TASK LIST
A: In the Ibrox disaster article, how many fans lost their lives in the crush of January 2, 1971?
B: Summarize the Ibrox disaster article in two sentences.
C: Return the passage of the Ibrox disaster article starting with "The Covid-19 pandemic has meant" and going on through "of Saturday's match.", with no changes.

SUPPLIED TEXT
== Segment start ==

Rangers remembers Ibrox disaster that killed 66 fans ahead of Old Firm derby

Rangers and Celtic players mark observe a minute's silence on the 50th anniversary of the Ibrox Disaster ahead of their Scottish Premiership match. Credit: PA

Rangers football club has marked the 50th anniversary of the Ibrox disaster ahead of the Old Firm derby on Saturday.

The Covid-19 pandemic has meant a scaled-back tribute to remember the 66 fans who lost their lives in a crush on January 2 1971.

The Gers had hoped to hold a memorial service to day that "changed Rangers Football Club and Scottish Football forever" but have been forced to put the plans on hold because of the pandemic.

Floral tributes and messages were left outside the stadium under the statue of John Grieg as Rangers boss Steven Gerrard asked fans not to visit the stadium ahead of Saturday's match.

In a statement released on Friday, Rangers said: “Tomorrow is the 50th Anniversary of the 1971 Ibrox Disaster – a day which changed Rangers Football Club and Scottish Football forever.

John Greig and Celtic chairman Ian Bankier lay wreaths outside the stadium on the 50th anniversary of the Ibrox Disaste Credit: PA

“It is with great sadness that the Covid-19 pandemic has prevented us from being able to hold a full, traditional service to commemorate the anniversary.

“Before the impact of the pandemic took hold, we had planned to hold a service that would be similar in style and scale to the one held at Glasgow Cathedral in 1971.

== Segment end ==

STORED DATA
== Segment start ==

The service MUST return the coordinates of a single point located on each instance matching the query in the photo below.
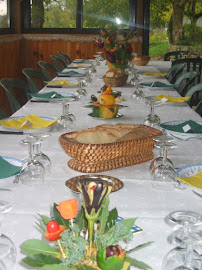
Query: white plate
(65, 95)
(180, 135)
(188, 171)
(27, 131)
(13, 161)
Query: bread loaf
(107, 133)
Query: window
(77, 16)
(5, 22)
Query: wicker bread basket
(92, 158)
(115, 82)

== Segment end ==
== Segment start ==

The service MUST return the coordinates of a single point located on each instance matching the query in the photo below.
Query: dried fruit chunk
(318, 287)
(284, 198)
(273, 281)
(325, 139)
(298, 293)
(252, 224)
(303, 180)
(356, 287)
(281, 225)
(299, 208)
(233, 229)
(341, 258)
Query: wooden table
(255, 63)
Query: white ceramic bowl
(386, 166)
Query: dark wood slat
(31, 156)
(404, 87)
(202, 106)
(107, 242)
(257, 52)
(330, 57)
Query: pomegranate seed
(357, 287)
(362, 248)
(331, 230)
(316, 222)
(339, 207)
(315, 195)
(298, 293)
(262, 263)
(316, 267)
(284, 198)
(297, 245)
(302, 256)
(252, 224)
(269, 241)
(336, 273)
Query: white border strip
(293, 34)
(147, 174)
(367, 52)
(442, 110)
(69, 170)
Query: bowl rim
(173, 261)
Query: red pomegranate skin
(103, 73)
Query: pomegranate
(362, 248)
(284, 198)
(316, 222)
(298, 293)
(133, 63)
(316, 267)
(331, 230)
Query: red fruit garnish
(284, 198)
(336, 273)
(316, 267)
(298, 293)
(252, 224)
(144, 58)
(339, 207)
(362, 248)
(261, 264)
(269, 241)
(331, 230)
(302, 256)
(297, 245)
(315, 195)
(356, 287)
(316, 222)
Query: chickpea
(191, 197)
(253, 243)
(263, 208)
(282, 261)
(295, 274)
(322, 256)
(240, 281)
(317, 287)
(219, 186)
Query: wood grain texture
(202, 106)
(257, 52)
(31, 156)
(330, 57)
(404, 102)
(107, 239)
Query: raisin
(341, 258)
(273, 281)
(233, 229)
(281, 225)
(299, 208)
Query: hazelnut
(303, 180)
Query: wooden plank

== Segment end ==
== Segment start ==

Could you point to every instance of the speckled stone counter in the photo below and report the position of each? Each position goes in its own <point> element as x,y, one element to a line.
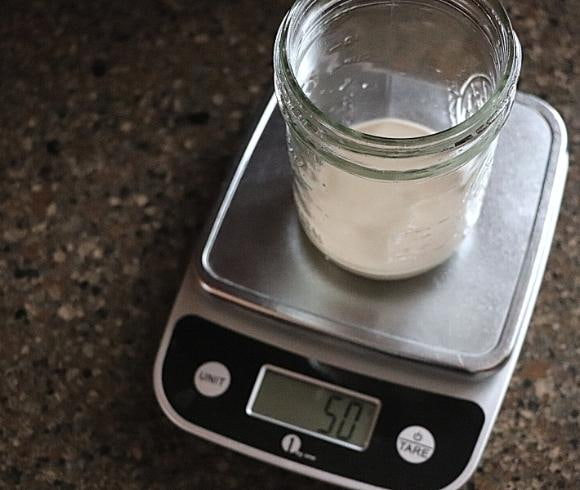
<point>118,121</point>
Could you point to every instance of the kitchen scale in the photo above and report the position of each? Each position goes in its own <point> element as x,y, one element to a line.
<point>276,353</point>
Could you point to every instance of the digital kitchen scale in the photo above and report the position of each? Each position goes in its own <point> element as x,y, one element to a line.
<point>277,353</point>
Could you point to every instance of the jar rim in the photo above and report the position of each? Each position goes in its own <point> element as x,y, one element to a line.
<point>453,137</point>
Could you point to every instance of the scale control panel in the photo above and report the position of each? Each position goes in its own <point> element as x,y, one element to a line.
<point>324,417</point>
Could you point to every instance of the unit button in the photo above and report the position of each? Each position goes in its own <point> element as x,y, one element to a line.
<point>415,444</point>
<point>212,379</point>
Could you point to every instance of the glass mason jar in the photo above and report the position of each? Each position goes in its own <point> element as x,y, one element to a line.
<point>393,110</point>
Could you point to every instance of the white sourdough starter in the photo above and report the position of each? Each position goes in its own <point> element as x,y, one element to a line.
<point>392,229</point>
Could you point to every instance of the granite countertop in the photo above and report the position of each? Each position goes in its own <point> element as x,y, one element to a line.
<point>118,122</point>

== Segment end ==

OUTPUTS FOR THE TASKS
A: 66 fans.

B: Rangers marked the 50th anniversary of the 1971 Ibrox disaster, in which 66 fans died in a crush, ahead of Saturday's Old Firm derby. Because of the Covid-19 pandemic, the tribute was scaled back and a planned memorial service was put on hold, and Rangers boss Steven Gerrard asked fans not to visit the stadium.

C:
The Covid-19 pandemic has meant a scaled-back tribute to remember the 66 fans who lost their lives in a crush on January 2 1971.

The Gers had hoped to hold a memorial service to day that "changed Rangers Football Club and Scottish Football forever" but have been forced to put the plans on hold because of the pandemic.

Floral tributes and messages were left outside the stadium under the statue of John Grieg as Rangers boss Steven Gerrard asked fans not to visit the stadium ahead of Saturday's match.